Task 1:
Please list the dishes served at dinner tonight, as named in the post below about eating at a conference.
Task 2:
Write the next part of the post below about eating at a conference, starting right after its final sentence.

START Excerpt provided

Endurance here meaning, to endure a thing, rather than just being a measure of stamina
What am I enduring?
Emotionally: aside from missing Chelsea, not much.
Nutritionally: being away at a conference and not having complete and utter control over my meals.
This probably doesn’t sound too enthralling or disastrous to you, dear reader, but trust me — it’s an anxiety inducing hell.
You’re probably thinking, “Oh just eat salad and avoid bread!”
You’re stupid though.
The salad tonight was Caesar salad, covered in dressing that’s certainly high fat. The soup offering was vegan butternut soup, of which I had a bowl only after being assured there was no heavy cream (that’s how I found out it was vegan, actually). The main dish were tasty eggplant sandwiches on ciabatta. I ate half my sandwich with the bread on, half off.
DO YOU GUYS KNOW HOW MANY POINTS BREAD IS?
Bread is practically more points than the Seahawks brutalized the Broncos by. Har har har. And I don’t even follow sportsball.
Really though it’s tough – day to day I am in utter control of what I eat, and I know it’s points value down to the ounce. This is hard for me — I have no idea what my noms will be as I go. I have no idea if lunch will be pasta, is breakfast will be bagels only…
It is a Weight Watcher’s worst nightmare.

END Excerpt provided
START Provided records

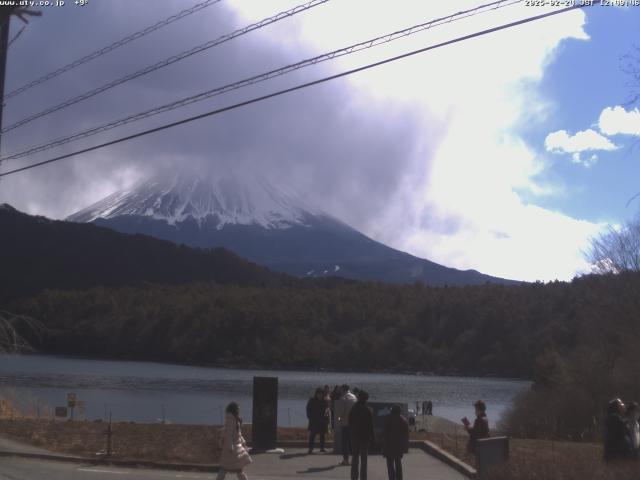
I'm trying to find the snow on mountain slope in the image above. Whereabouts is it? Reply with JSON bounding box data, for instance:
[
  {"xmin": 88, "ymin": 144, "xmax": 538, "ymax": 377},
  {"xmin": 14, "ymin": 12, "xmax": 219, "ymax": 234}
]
[{"xmin": 68, "ymin": 171, "xmax": 320, "ymax": 229}]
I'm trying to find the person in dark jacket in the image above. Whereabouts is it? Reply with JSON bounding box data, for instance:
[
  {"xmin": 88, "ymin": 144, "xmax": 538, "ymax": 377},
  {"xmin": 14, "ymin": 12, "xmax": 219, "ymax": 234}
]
[
  {"xmin": 604, "ymin": 398, "xmax": 632, "ymax": 462},
  {"xmin": 307, "ymin": 388, "xmax": 329, "ymax": 453},
  {"xmin": 462, "ymin": 400, "xmax": 489, "ymax": 453},
  {"xmin": 382, "ymin": 405, "xmax": 409, "ymax": 480},
  {"xmin": 349, "ymin": 390, "xmax": 375, "ymax": 480}
]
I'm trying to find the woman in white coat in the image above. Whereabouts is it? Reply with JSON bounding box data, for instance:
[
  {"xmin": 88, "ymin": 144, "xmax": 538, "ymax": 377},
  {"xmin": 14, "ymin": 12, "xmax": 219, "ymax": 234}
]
[{"xmin": 216, "ymin": 402, "xmax": 252, "ymax": 480}]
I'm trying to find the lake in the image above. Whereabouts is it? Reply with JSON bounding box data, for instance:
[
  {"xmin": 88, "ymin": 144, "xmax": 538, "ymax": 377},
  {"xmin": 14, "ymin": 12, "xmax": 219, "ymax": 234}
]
[{"xmin": 0, "ymin": 355, "xmax": 531, "ymax": 426}]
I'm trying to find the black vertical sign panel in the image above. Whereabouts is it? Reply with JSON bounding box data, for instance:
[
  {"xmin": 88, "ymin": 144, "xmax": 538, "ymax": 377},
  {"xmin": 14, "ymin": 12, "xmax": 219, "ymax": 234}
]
[{"xmin": 251, "ymin": 377, "xmax": 278, "ymax": 450}]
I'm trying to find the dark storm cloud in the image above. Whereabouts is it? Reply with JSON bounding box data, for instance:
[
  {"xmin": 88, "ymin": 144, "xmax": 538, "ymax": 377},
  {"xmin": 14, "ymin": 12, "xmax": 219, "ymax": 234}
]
[{"xmin": 0, "ymin": 0, "xmax": 438, "ymax": 234}]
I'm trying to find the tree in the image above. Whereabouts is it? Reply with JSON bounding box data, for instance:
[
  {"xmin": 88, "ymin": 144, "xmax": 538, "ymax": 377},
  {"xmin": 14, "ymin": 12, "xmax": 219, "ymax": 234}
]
[{"xmin": 587, "ymin": 215, "xmax": 640, "ymax": 274}]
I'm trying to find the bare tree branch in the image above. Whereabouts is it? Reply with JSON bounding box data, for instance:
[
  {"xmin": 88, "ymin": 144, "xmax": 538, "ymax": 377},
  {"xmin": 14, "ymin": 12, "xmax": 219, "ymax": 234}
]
[
  {"xmin": 587, "ymin": 215, "xmax": 640, "ymax": 274},
  {"xmin": 0, "ymin": 311, "xmax": 45, "ymax": 353}
]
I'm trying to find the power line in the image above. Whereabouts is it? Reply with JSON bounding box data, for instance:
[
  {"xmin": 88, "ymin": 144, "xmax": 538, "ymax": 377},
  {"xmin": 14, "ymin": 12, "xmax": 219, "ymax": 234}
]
[
  {"xmin": 0, "ymin": 3, "xmax": 595, "ymax": 177},
  {"xmin": 0, "ymin": 0, "xmax": 522, "ymax": 161},
  {"xmin": 5, "ymin": 0, "xmax": 221, "ymax": 100},
  {"xmin": 0, "ymin": 0, "xmax": 329, "ymax": 134}
]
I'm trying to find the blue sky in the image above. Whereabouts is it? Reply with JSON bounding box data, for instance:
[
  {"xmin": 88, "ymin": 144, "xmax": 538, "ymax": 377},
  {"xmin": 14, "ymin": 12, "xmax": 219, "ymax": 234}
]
[
  {"xmin": 0, "ymin": 0, "xmax": 640, "ymax": 281},
  {"xmin": 521, "ymin": 7, "xmax": 640, "ymax": 223}
]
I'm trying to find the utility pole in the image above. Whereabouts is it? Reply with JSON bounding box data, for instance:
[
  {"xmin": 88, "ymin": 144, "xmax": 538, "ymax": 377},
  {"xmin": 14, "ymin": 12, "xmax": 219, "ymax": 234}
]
[
  {"xmin": 0, "ymin": 6, "xmax": 42, "ymax": 153},
  {"xmin": 0, "ymin": 7, "xmax": 12, "ymax": 154}
]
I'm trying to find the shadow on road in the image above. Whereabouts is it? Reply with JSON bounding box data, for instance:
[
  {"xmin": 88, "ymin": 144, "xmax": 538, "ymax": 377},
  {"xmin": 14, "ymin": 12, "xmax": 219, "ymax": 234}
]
[{"xmin": 296, "ymin": 465, "xmax": 336, "ymax": 473}]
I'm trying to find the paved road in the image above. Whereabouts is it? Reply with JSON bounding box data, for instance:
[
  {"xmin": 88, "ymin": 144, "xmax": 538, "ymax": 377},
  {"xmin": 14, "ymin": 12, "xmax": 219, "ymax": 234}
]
[{"xmin": 0, "ymin": 449, "xmax": 466, "ymax": 480}]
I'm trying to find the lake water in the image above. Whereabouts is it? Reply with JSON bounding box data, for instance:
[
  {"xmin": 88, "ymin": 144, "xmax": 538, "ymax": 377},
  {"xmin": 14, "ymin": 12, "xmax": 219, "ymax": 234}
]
[{"xmin": 0, "ymin": 355, "xmax": 530, "ymax": 426}]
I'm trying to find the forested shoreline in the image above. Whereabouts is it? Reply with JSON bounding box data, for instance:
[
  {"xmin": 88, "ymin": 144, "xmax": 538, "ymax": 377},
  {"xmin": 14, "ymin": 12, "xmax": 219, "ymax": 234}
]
[{"xmin": 10, "ymin": 274, "xmax": 640, "ymax": 380}]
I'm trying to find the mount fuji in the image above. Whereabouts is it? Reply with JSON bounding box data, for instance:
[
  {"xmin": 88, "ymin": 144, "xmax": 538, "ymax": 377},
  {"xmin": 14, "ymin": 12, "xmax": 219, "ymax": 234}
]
[{"xmin": 67, "ymin": 171, "xmax": 514, "ymax": 285}]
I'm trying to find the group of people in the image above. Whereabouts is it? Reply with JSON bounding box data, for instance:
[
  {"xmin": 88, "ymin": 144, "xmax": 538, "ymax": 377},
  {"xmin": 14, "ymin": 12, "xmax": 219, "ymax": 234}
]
[
  {"xmin": 604, "ymin": 398, "xmax": 640, "ymax": 462},
  {"xmin": 216, "ymin": 394, "xmax": 490, "ymax": 480},
  {"xmin": 320, "ymin": 385, "xmax": 409, "ymax": 480}
]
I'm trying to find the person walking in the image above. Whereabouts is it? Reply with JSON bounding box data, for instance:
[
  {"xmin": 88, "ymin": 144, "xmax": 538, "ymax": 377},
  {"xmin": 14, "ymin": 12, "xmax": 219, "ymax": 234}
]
[
  {"xmin": 322, "ymin": 385, "xmax": 333, "ymax": 434},
  {"xmin": 625, "ymin": 402, "xmax": 640, "ymax": 460},
  {"xmin": 462, "ymin": 400, "xmax": 489, "ymax": 454},
  {"xmin": 604, "ymin": 398, "xmax": 631, "ymax": 462},
  {"xmin": 335, "ymin": 384, "xmax": 357, "ymax": 465},
  {"xmin": 216, "ymin": 402, "xmax": 253, "ymax": 480},
  {"xmin": 307, "ymin": 388, "xmax": 329, "ymax": 453},
  {"xmin": 349, "ymin": 390, "xmax": 375, "ymax": 480},
  {"xmin": 382, "ymin": 405, "xmax": 409, "ymax": 480}
]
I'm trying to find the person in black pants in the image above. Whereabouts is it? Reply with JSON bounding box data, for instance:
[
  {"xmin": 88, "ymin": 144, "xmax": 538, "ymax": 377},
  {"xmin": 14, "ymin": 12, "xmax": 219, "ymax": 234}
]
[
  {"xmin": 307, "ymin": 388, "xmax": 329, "ymax": 453},
  {"xmin": 349, "ymin": 390, "xmax": 375, "ymax": 480},
  {"xmin": 382, "ymin": 405, "xmax": 409, "ymax": 480}
]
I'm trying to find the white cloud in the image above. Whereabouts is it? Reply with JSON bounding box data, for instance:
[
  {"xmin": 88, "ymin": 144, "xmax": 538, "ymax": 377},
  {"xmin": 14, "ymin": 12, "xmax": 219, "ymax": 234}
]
[
  {"xmin": 571, "ymin": 152, "xmax": 598, "ymax": 168},
  {"xmin": 544, "ymin": 129, "xmax": 618, "ymax": 155},
  {"xmin": 598, "ymin": 106, "xmax": 640, "ymax": 135},
  {"xmin": 276, "ymin": 2, "xmax": 610, "ymax": 280}
]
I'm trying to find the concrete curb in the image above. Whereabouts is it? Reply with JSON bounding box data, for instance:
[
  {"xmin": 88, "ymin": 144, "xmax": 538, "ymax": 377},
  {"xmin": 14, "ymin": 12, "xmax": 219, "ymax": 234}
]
[
  {"xmin": 409, "ymin": 440, "xmax": 478, "ymax": 478},
  {"xmin": 0, "ymin": 451, "xmax": 220, "ymax": 473}
]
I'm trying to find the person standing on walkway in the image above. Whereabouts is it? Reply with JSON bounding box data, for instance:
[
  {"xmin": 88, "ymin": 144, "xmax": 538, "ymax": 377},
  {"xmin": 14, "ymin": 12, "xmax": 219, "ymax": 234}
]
[
  {"xmin": 307, "ymin": 388, "xmax": 329, "ymax": 453},
  {"xmin": 336, "ymin": 385, "xmax": 356, "ymax": 465},
  {"xmin": 382, "ymin": 405, "xmax": 409, "ymax": 480},
  {"xmin": 330, "ymin": 385, "xmax": 342, "ymax": 435},
  {"xmin": 349, "ymin": 390, "xmax": 375, "ymax": 480},
  {"xmin": 604, "ymin": 398, "xmax": 632, "ymax": 462},
  {"xmin": 216, "ymin": 402, "xmax": 253, "ymax": 480},
  {"xmin": 462, "ymin": 400, "xmax": 489, "ymax": 454}
]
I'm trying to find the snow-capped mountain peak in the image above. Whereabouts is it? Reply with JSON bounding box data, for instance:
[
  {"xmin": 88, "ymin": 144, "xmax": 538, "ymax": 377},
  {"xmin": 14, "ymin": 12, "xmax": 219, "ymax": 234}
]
[{"xmin": 68, "ymin": 171, "xmax": 319, "ymax": 229}]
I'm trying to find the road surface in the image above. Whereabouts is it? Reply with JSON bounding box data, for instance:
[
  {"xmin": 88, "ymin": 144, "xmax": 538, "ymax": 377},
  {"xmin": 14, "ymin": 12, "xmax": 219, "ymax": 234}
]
[{"xmin": 0, "ymin": 449, "xmax": 466, "ymax": 480}]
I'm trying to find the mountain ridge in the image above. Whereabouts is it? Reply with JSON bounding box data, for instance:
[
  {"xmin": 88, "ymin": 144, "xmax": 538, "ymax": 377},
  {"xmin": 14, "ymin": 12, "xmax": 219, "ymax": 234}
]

END Provided records

Response area 1:
Caesar salad, vegan butternut soup, eggplant sandwiches on ciabatta

Response area 2:
So now you’re wondering: Oh, Karen! Are you ok? Can I send you some kale, a la Hunger Games sponsor style? Whatever will you do?
Here’s what I’m doing, kids.
I made a batch of kale chips and brought them with me.
I brought for serving-portioned bags of sugar snap peas, which keep well even without refrigeration.
I brought a can opener, can of chicken, hot sauce, salt/pepper/seasoning and a Tupperware with which to make myself chicken salad to bring to lunch tomorrow.
I brought my smoothie bottle with a scoop of flax seed and a scoop of protein powder. I’ll add water and shake tomorrow.
I brought a banana to eat with my shake.
I brought three bottles of water.
In short, I have fortified myself so that I have no excuse to be starving at lunch or desperate for food. I have constructed a plan wherein I am well-fed by nutritionally dense foods so that I don’t eat crap.
Here’s hoping it works.
PS: I miss Chelsea. Going to sleep in a strange place is so lonely.